**TASK DETAILS**
Lines before the one containing "of the shoe" are left out; that line and all after it, through the end of the records, must be transcribed exactly.

**EXTRACTED RECORDS**
*** Begin section ***

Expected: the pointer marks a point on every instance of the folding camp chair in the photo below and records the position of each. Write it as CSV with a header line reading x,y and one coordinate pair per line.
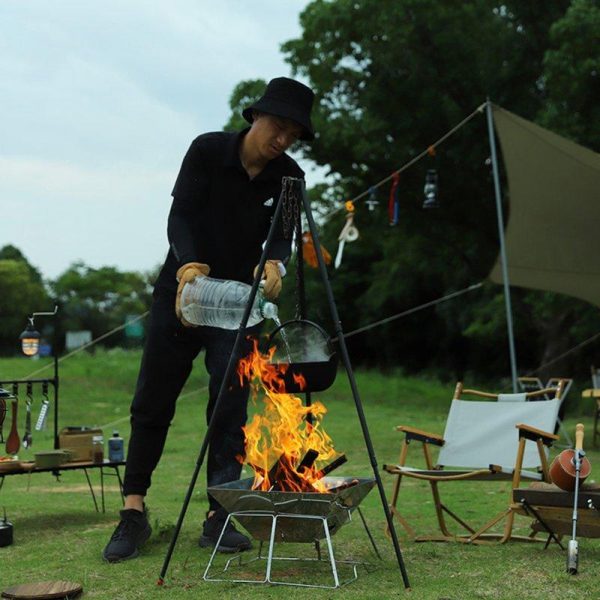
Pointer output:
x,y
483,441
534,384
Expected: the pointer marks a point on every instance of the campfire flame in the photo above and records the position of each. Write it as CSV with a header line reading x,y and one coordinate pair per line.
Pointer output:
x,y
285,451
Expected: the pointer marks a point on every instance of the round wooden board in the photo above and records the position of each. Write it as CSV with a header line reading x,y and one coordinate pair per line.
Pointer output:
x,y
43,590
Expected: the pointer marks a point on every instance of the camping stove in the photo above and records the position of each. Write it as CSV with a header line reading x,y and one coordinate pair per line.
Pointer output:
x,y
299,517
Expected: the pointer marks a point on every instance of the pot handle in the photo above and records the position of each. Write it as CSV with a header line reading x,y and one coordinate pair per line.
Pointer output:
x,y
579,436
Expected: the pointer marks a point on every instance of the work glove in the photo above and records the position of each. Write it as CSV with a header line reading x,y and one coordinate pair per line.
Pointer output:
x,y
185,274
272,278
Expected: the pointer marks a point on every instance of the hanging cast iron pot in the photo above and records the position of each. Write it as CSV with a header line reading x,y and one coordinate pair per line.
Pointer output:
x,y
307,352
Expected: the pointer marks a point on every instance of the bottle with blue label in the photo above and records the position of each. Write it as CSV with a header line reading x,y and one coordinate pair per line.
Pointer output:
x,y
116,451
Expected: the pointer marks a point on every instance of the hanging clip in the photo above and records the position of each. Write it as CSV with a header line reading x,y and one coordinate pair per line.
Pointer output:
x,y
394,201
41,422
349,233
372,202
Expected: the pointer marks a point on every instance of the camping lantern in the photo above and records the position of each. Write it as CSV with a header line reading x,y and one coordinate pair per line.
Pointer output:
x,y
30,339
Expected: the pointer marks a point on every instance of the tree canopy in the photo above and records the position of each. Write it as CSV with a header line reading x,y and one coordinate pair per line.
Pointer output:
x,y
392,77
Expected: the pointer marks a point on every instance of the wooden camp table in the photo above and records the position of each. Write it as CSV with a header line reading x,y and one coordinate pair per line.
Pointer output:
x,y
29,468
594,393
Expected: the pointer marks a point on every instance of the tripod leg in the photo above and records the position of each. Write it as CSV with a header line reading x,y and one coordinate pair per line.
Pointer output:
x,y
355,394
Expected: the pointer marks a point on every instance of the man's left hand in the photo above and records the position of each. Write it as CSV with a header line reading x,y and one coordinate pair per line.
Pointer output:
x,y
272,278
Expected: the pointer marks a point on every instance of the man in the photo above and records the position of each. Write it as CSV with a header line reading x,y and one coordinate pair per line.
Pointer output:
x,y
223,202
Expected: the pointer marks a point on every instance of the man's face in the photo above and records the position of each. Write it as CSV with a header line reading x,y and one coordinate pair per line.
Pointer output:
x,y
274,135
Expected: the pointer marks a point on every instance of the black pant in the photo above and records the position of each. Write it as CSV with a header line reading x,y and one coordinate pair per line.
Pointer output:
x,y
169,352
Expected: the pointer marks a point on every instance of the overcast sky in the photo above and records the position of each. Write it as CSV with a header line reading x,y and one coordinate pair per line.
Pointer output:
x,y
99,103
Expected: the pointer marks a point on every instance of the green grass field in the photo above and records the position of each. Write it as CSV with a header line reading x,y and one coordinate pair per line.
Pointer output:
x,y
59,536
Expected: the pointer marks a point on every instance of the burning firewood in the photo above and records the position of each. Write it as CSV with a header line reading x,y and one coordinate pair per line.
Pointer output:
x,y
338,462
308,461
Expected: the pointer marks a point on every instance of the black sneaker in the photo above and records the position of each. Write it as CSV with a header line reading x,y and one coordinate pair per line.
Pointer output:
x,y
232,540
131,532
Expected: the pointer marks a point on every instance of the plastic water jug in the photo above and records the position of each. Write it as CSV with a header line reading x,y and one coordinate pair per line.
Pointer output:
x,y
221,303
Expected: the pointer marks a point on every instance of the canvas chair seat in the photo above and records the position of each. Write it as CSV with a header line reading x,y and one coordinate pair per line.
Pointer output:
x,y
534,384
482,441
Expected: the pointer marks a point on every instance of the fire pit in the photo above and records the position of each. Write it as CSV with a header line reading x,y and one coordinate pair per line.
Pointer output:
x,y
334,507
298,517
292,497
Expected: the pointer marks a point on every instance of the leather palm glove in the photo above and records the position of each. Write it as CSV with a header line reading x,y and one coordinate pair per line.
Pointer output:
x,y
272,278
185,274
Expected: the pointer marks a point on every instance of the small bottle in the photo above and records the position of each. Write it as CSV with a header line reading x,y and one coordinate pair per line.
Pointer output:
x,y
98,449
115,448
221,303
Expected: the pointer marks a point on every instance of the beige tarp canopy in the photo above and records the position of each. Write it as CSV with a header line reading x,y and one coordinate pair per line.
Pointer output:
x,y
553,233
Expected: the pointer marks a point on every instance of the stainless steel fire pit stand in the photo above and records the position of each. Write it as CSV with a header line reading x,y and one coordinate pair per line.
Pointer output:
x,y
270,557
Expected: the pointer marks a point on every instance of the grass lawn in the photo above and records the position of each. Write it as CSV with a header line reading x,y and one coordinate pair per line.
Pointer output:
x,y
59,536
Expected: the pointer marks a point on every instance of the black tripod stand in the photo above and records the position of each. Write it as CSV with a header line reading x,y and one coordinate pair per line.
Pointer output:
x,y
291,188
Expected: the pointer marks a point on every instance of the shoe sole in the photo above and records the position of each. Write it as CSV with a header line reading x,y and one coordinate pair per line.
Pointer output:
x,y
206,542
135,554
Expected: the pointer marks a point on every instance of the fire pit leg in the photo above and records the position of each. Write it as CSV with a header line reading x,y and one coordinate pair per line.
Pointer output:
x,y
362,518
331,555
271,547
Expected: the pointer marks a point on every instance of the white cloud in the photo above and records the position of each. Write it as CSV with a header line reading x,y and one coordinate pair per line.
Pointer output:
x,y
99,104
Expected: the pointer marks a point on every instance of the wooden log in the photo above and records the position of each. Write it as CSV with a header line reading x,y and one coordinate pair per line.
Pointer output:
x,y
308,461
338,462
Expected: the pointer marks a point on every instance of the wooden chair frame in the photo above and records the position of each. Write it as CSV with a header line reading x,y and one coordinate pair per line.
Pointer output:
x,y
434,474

*** End section ***

**RESPONSE AREA**
Expected: the pointer marks a point on every instance of the shoe sole in the photo above and records the position of each. Write it as CSV with a header line reading x,y and one coordinate pair per line.
Pointer output:
x,y
206,542
135,554
Expected: the pointer marks a point on every instance of the fire pit leg in the photo above and records the position of each. Write it as CSV with a header line reading x,y and one coordinate pair per line.
Pointer output:
x,y
362,518
331,555
271,547
Expected: the pointer marks a point on every instance of the white cloud in the photo above and records the position of each. Write it as CSV with a header line reading x,y and one coordinate pair per line.
Pointer output:
x,y
99,104
Expected: the pointer marks a point on every instance of the wooden log in the photo above and records the position of each. Write it as CSV with a header line reading x,y and one coordinate pair per line.
Pointer output:
x,y
308,461
338,462
Expected: the pointer marks a point on every instance of the wooden chair frame in the photo above and records the position of each. Write it as CSV with a header line reading x,y and one coordinate pair per line.
Pointer output:
x,y
434,474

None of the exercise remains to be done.